Request
Reproduce the passage on the 1959 Goggomobil T 250, starting at "Post-war Europe was" and ending at "in the rough.".

Supplied passage
◇ ◇ ◇ ◇ ◇
Disclosure: This site may receive compensation when you click on some links and make purchases.

Rare Microcar: 1959 Goggomobil T 250

Post-war Europe was a pretty miserable place as various countries struggled to rebuild their economies and destroyed infrastructure. Governments recognized the limitations and believed one strategy to accelerate the recovery was to get the population mobile. With materials in short supply, microcars became the order of the day. The Goggomobil T 250 was one such car, although they are rarely seen in North America. This one requires restoration but could be ideal for an enthusiast with limited workshop space. It is listed for sale here on KSL.Com in Orem, Utah. The seller set their price at $5,900, and I must say a big thank you to Barn Finder Bogie for spotting this diamond in the rough.
◇ ◇ ◇ ◇ ◇
Raw data
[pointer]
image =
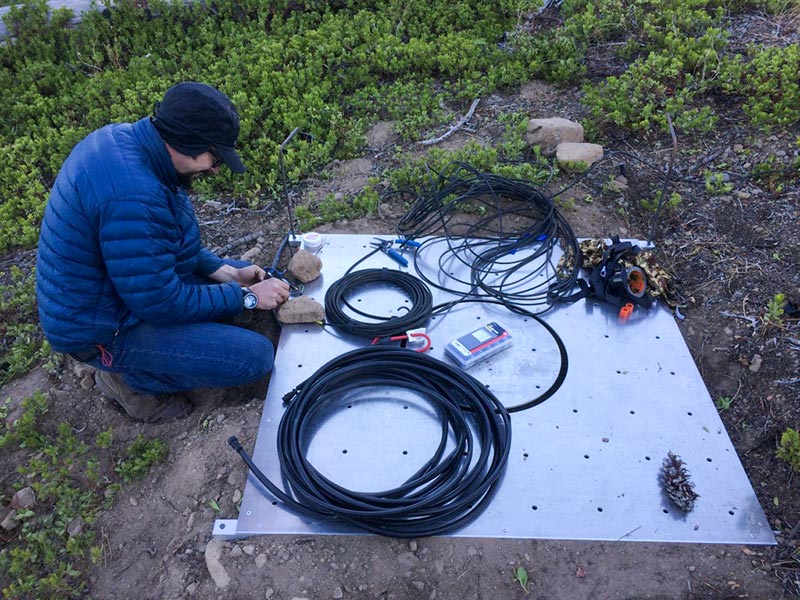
◇ ◇ ◇ ◇ ◇
Answer in full
Post-war Europe was a pretty miserable place as various countries struggled to rebuild their economies and destroyed infrastructure. Governments recognized the limitations and believed one strategy to accelerate the recovery was to get the population mobile. With materials in short supply, microcars became the order of the day. The Goggomobil T 250 was one such car, although they are rarely seen in North America. This one requires restoration but could be ideal for an enthusiast with limited workshop space. It is listed for sale here on KSL.Com in Orem, Utah. The seller set their price at $5,900, and I must say a big thank you to Barn Finder Bogie for spotting this diamond in the rough.